## Problem to work on
Continue the article on frustration of contracts under common law and Indian law from where it stops.

Adith Narayan, Anirudh Krishnan, Akash Loya
Adith Narayan, Anirudh Krishnan, Akash Loya

COVID-19 Outbreak – Is your bargain frustrated?

This article is a part of the AK Law Chambers COVID-19 Lockdown And Commercial Impact Series.

Introduction and evolution of the concept of frustration under Common Law

The “absolute contracts” rule[1] and one of its exceptions i.e. the contractual risk allocation clauses have already been analysed in detail and can be accessed here. Independent of the above, common law evolved many theories to carve out exceptions to the “absolute contracts” rule including:

(a) ‘Implied term’ theory i.e. if the contract was based on continued existence of a certain thing or circumstance, it would be implied that on destruction/change of the said thing or circumstance, the parties would stand excused from performance. [2]

(b) ‘Disappearance of foundation of contract’ theory i.e. if the very basis or foundation of the contract disappeared due to subsequent alteration of circumstances which were never contemplated by the parties at the time of entering into the bargain, the parties would stand discharged.[3]

(c) ‘Just and equitable result’ theory i.e. if the court found that it was unjust and unreasonable to enforce the terms of the contract in light of the altered circumstances that were not contemplated by the parties.[4]

(d) ‘Radical change of obligation’ theory, i.e. the parties would stand discharged if due to the supervening events, there was a radical change in the obligations of the parties from what they had originally contracted for. [5]

Frustration/ impossibility to perform under Indian law

Unlike common law, the Indian law of frustration has been statutorily incorporated in Section 56 of the Indian Contract Act, 1872 (“the Act”). It is for this reason that the Supreme Court held that English law and American law on frustration are merely of persuasive value and that it is sufficient if the essentials of Section 56 of the Act stand satisfied[6]. Section 56 of the Act is positive and exhaustive in nature and only applies to circumstances or events de hors the contract. Therefore, if there is any event that has been contemplated under the contract impliedly or expressly, for example, force majeure clauses, it would be governed by Section 32 and not Section 56 of the Act.[7]

Further, the test of frustration under Section 56 of the Act is an objective test, not dependent on the intention of the parties and leads to automatic discharge of contract.[8] The intention may be relevant as a matter of evidence to decide what the fundamental basis of the contract is, but unlike under English law, frustration is not a matter of contractual construction based entirely on the intention of the parties.

## Given records

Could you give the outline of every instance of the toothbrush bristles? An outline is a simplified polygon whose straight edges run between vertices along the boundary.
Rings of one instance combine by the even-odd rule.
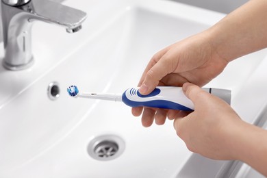
[[[69,86],[67,88],[67,92],[71,97],[76,97],[79,94],[79,90],[76,86]]]

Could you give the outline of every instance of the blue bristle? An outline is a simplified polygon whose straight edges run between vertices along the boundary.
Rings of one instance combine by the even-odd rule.
[[[75,97],[79,93],[78,88],[76,86],[71,86],[67,88],[68,94],[71,97]]]

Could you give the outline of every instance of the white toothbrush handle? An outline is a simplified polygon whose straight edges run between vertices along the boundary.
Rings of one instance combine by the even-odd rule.
[[[151,93],[142,95],[139,88],[131,88],[123,94],[123,101],[131,107],[147,106],[152,107],[194,110],[192,102],[183,94],[181,87],[158,86]],[[227,103],[231,101],[231,90],[215,88],[203,88],[214,94]]]

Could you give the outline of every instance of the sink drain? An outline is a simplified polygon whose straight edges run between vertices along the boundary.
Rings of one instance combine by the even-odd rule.
[[[120,156],[125,148],[125,142],[120,137],[105,135],[93,138],[87,147],[87,152],[95,160],[107,161]]]

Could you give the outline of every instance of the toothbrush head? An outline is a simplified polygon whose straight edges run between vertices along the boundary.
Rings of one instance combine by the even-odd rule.
[[[76,97],[79,94],[79,90],[76,86],[71,86],[67,88],[67,92],[71,97]]]

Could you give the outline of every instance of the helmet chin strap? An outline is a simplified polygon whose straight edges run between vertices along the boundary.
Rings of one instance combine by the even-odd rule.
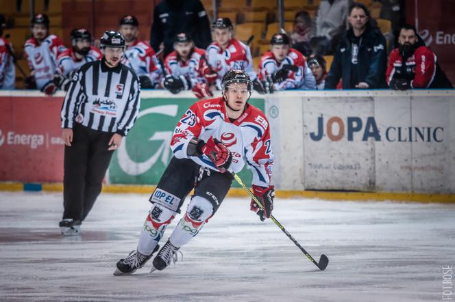
[[[224,100],[224,102],[226,103],[226,106],[228,106],[228,108],[229,108],[230,109],[232,110],[233,111],[238,112],[238,111],[244,111],[244,110],[245,110],[245,107],[247,106],[247,103],[248,101],[249,100],[249,98],[251,97],[251,92],[249,91],[249,92],[249,92],[249,95],[248,96],[248,98],[247,98],[247,101],[246,101],[245,103],[245,106],[244,106],[243,108],[242,108],[241,109],[234,109],[234,108],[232,108],[232,107],[230,107],[230,106],[229,105],[229,102],[228,102],[228,98],[226,98],[226,95],[225,95],[225,94],[226,94],[226,92],[225,92],[225,91],[223,91],[223,99]]]

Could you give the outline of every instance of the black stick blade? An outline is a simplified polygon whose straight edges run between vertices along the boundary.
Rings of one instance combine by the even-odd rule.
[[[329,264],[329,258],[327,258],[323,253],[321,255],[321,259],[319,259],[319,263],[318,263],[317,266],[321,271],[323,271],[327,267],[327,264]]]

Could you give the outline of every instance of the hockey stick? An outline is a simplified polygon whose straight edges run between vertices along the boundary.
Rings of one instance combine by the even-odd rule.
[[[237,182],[238,182],[238,184],[239,184],[241,186],[242,186],[242,187],[245,189],[245,191],[246,191],[248,193],[248,195],[249,195],[249,196],[251,196],[251,197],[253,198],[253,200],[256,202],[256,204],[258,204],[258,206],[259,206],[259,207],[260,207],[262,210],[264,210],[264,207],[262,206],[262,205],[261,204],[261,203],[259,202],[259,201],[258,200],[258,199],[256,198],[256,197],[254,196],[254,194],[253,194],[253,193],[251,193],[251,191],[249,191],[249,189],[248,189],[248,188],[247,187],[247,186],[245,185],[245,184],[243,183],[243,182],[242,181],[242,180],[241,179],[241,178],[238,177],[238,176],[237,174],[236,174],[235,173],[234,173],[234,172],[232,172],[232,175],[234,176],[234,178],[236,179],[236,180],[237,181]],[[316,266],[317,266],[321,271],[323,271],[323,270],[325,269],[325,268],[327,267],[327,264],[329,264],[329,258],[328,258],[327,256],[326,256],[325,255],[324,255],[324,254],[321,255],[321,258],[319,259],[319,263],[317,262],[316,260],[315,260],[315,259],[313,259],[313,258],[311,257],[311,256],[310,256],[310,254],[309,254],[309,253],[305,250],[305,249],[304,249],[304,248],[302,247],[302,246],[300,245],[299,244],[299,243],[297,242],[297,241],[296,241],[295,239],[294,239],[294,237],[293,237],[293,236],[291,235],[291,234],[289,234],[289,232],[288,232],[284,228],[284,227],[282,226],[282,225],[281,225],[281,223],[280,223],[278,222],[278,221],[276,220],[276,219],[275,219],[275,217],[273,217],[273,215],[271,215],[271,216],[270,216],[270,219],[271,219],[272,221],[273,221],[273,222],[275,223],[275,224],[277,225],[277,226],[278,226],[278,228],[280,228],[281,229],[282,231],[283,231],[283,232],[284,232],[284,234],[286,234],[286,236],[287,236],[288,238],[289,239],[291,239],[291,240],[292,241],[292,242],[293,242],[294,244],[295,244],[295,245],[297,245],[297,247],[299,249],[300,249],[300,250],[301,250],[302,251],[304,252],[304,253],[305,254],[305,256],[306,256],[310,260],[310,261],[311,261],[312,262],[313,262],[313,263],[315,264],[315,265],[316,265]]]

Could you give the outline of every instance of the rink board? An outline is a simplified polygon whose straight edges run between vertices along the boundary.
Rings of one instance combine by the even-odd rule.
[[[190,93],[145,91],[135,126],[106,182],[156,184]],[[281,190],[455,193],[455,92],[328,91],[254,94],[271,131]],[[61,182],[63,94],[0,92],[0,181]],[[241,174],[249,182],[251,172]]]

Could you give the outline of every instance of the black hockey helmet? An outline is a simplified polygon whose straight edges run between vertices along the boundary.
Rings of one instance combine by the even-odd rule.
[[[221,80],[221,89],[225,91],[230,84],[234,83],[243,83],[247,84],[248,91],[251,90],[253,82],[247,73],[239,69],[232,69],[226,72]]]
[[[103,49],[106,46],[125,48],[125,38],[119,31],[106,31],[101,38],[99,48]]]
[[[87,39],[91,41],[92,35],[85,28],[75,28],[71,31],[71,40],[74,42],[74,40],[77,39]]]
[[[174,38],[174,43],[184,43],[186,42],[193,42],[193,38],[186,33],[177,33]]]
[[[32,21],[30,21],[30,23],[32,26],[35,24],[43,24],[46,26],[46,27],[49,28],[49,17],[46,14],[38,13],[35,14],[33,18],[32,18]]]
[[[229,18],[219,18],[213,23],[213,24],[212,24],[212,29],[223,29],[225,28],[229,29],[230,30],[234,29],[231,19]]]
[[[325,71],[325,59],[319,54],[312,55],[307,61],[307,64],[309,68],[313,66],[316,67],[321,66],[322,70]]]
[[[134,16],[128,14],[120,19],[120,25],[133,25],[137,27],[139,26],[139,21],[138,21],[137,18],[136,18]]]
[[[289,37],[286,33],[275,33],[270,40],[271,45],[289,45]]]

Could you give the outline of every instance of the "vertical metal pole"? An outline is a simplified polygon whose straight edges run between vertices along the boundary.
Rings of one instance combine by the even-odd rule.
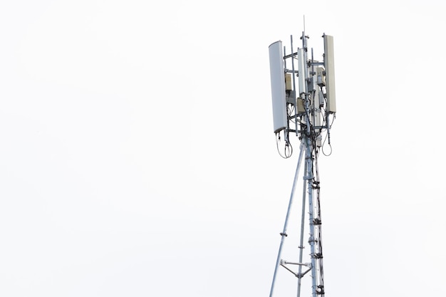
[[[291,189],[291,194],[289,197],[289,203],[288,204],[288,210],[286,211],[286,217],[285,217],[285,224],[284,224],[284,231],[280,234],[281,239],[280,240],[280,246],[279,247],[279,254],[277,254],[277,261],[276,261],[276,268],[274,269],[274,275],[273,276],[273,282],[271,285],[271,291],[269,291],[269,297],[272,297],[273,291],[274,290],[274,283],[276,282],[276,276],[277,274],[277,269],[280,265],[281,255],[282,253],[282,246],[284,245],[284,240],[288,235],[286,234],[286,228],[288,226],[288,219],[289,217],[290,211],[291,209],[291,204],[293,204],[293,197],[294,196],[294,189],[296,189],[296,184],[297,184],[297,177],[299,176],[299,172],[301,168],[301,164],[302,163],[302,156],[305,151],[305,146],[304,142],[301,142],[299,157],[297,161],[297,167],[296,168],[296,173],[294,174],[294,180],[293,181],[293,188]]]
[[[304,61],[306,63],[307,58],[307,48],[306,48],[306,36],[305,36],[305,31],[302,32],[302,46],[304,51]],[[307,81],[307,78],[308,77],[308,66],[305,68],[305,81]],[[306,90],[307,88],[306,88]],[[311,248],[311,291],[312,291],[312,296],[316,297],[316,261],[314,258],[314,222],[313,222],[313,144],[311,143],[311,135],[313,131],[311,131],[311,110],[310,108],[313,108],[311,106],[309,102],[309,96],[308,92],[305,93],[305,108],[306,110],[306,135],[305,135],[302,140],[302,142],[305,142],[306,144],[306,172],[305,172],[305,176],[304,177],[304,179],[307,181],[307,189],[308,193],[308,219],[310,222],[310,239],[308,242],[310,244]]]
[[[304,174],[306,173],[306,162],[305,162],[304,165]],[[305,175],[304,175],[305,176]],[[302,258],[304,254],[304,231],[305,229],[305,204],[306,201],[305,198],[306,197],[306,183],[304,182],[302,187],[302,216],[301,220],[301,242],[299,248],[299,263],[302,263]],[[299,274],[297,279],[297,297],[300,297],[301,296],[301,283],[302,280],[302,266],[299,265]]]
[[[296,135],[299,135],[298,123],[297,123],[297,94],[299,92],[296,90],[296,73],[294,72],[294,48],[293,47],[293,36],[291,36],[291,69],[293,71],[293,90],[294,90],[294,123],[296,124]]]
[[[311,145],[311,140],[308,137],[305,137],[305,142],[306,142],[306,172],[305,172],[305,177],[304,177],[307,181],[307,189],[308,193],[308,219],[310,222],[310,239],[308,243],[310,244],[310,254],[311,255],[311,278],[312,286],[311,291],[313,297],[316,297],[316,259],[313,255],[314,252],[314,217],[313,211],[314,207],[313,205],[313,150]]]

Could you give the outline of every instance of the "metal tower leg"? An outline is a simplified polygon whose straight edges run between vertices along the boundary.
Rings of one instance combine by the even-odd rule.
[[[297,167],[296,168],[296,173],[294,174],[294,180],[293,181],[293,188],[291,189],[291,194],[289,198],[289,203],[288,204],[288,210],[286,211],[286,217],[285,217],[285,224],[284,224],[284,231],[280,234],[281,239],[280,241],[280,246],[279,247],[279,254],[277,254],[277,261],[276,261],[276,268],[274,269],[274,275],[273,276],[273,282],[271,285],[271,291],[269,291],[269,297],[272,297],[273,291],[274,290],[274,283],[276,282],[276,276],[277,273],[277,269],[280,265],[281,262],[281,255],[282,253],[282,246],[284,245],[284,241],[285,237],[288,235],[286,234],[286,228],[288,227],[288,219],[289,218],[290,210],[291,209],[291,205],[293,204],[293,197],[294,196],[294,190],[296,189],[296,185],[297,184],[297,178],[299,176],[299,172],[301,168],[301,164],[302,162],[302,156],[304,155],[304,152],[305,152],[305,144],[304,142],[301,142],[301,146],[299,147],[299,157],[297,161]],[[311,152],[310,152],[311,154]],[[308,153],[307,153],[308,155]]]
[[[306,162],[304,166],[304,172],[306,172]],[[303,183],[302,186],[302,216],[301,219],[301,241],[299,244],[299,263],[302,263],[302,259],[304,256],[304,230],[305,228],[305,204],[306,204],[306,184],[305,182]],[[301,296],[301,283],[302,279],[302,266],[299,265],[299,273],[298,273],[298,279],[297,279],[297,297],[300,297]]]

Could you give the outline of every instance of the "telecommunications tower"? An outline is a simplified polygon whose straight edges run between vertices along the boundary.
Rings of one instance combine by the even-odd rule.
[[[323,54],[321,61],[314,60],[313,48],[307,47],[309,38],[305,35],[305,31],[302,32],[301,37],[302,47],[296,51],[292,36],[288,54],[280,41],[269,46],[274,127],[279,154],[285,158],[291,157],[293,149],[290,137],[293,135],[300,142],[297,168],[284,229],[280,233],[281,239],[269,297],[273,296],[279,269],[286,269],[297,278],[297,297],[300,297],[301,279],[306,276],[311,279],[312,297],[323,297],[325,294],[318,157],[321,152],[326,155],[324,147],[329,147],[331,153],[330,129],[336,116],[336,107],[333,36],[324,33],[322,38]],[[288,236],[286,230],[290,210],[304,156],[299,260],[288,261],[281,259],[282,247]],[[306,199],[308,199],[308,206],[306,206]],[[304,262],[304,233],[306,213],[308,214],[306,228],[309,233],[310,250],[306,256],[309,258],[308,261]]]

## Output for this exercise
Section 56 of the Act is applicable when it becomes impossible to perform due to some supervening circumstances or events. ‘Impossibility’ referred therein includes practical impossibility which goes to the root of contract or affects the object or purpose of the contract, i.e. a radical change in the obligations that were never contemplated by the parties at the time of entering into the bargain.[9] For example, if the parties had entered into a contract for hiring a marriage hall on a particular date and the Government subsequently orders a shutdown on that date owing to COVID-19, the performance of the said contract becomes impossible to perform due to the unexpected shutdown ordered by the Government.

It is pertinent to point out that the term practical impossibility is a subjective term and depends on the facts and circumstances of each case. It may also depend on whether the time is the essence of contract i.e. whether non-performance of the contract within a particular time would frustrate the object of the contract. [10] An example of this can be a contract to supply masks during the COVID-19 outbreak on a specified date. If the masks are not provided before or during the COVID-19 break, the contract would stand frustrated as the object of the availment of masks was to protect oneself from COVID-19 and therefore, supply of masks within the stipulated time was of essence. It is unlikely that in a contract where time is not of the essence (like in a construction contract[11]), frustration would result from a stoppage of work due to COVID-19.

Therefore, if the parties had entered into a long term contract for construction and maintenance of roads for 2 years, the contract would not stand frustrated due to the stalling of activities for a period of 3 months in light of the government ordered shutdown on account of COVID-19. However, the consequence may be different where the contract is only for a period of 6 months. In such a scenario, shutdown for a period of 3 months may frustrate the contract thereby excusing further performance as the parties would not be in a position to substantially fulfil their obligations under the contract within the stipulated time.[12] The consequence may also be different where the frustration is owing to the principle set out in the case of Tarapore and Co. v. Cochin Shipyard Ltd.[13]in the following words:

……..When an agreement is predicated upon an agreed fact situation, if the latter ceases to exist the agreement to that extent becomes irrelevant of otiose.”.

Therefore, a construction contract may become frustrated if it can be shown that the pricing in the contract was based on steel being available at Rs. 1000/- per unit but the price at the time of execution was Rs. 1,00,000/- per unit. However, this principle will apply only in exceptional circumstances.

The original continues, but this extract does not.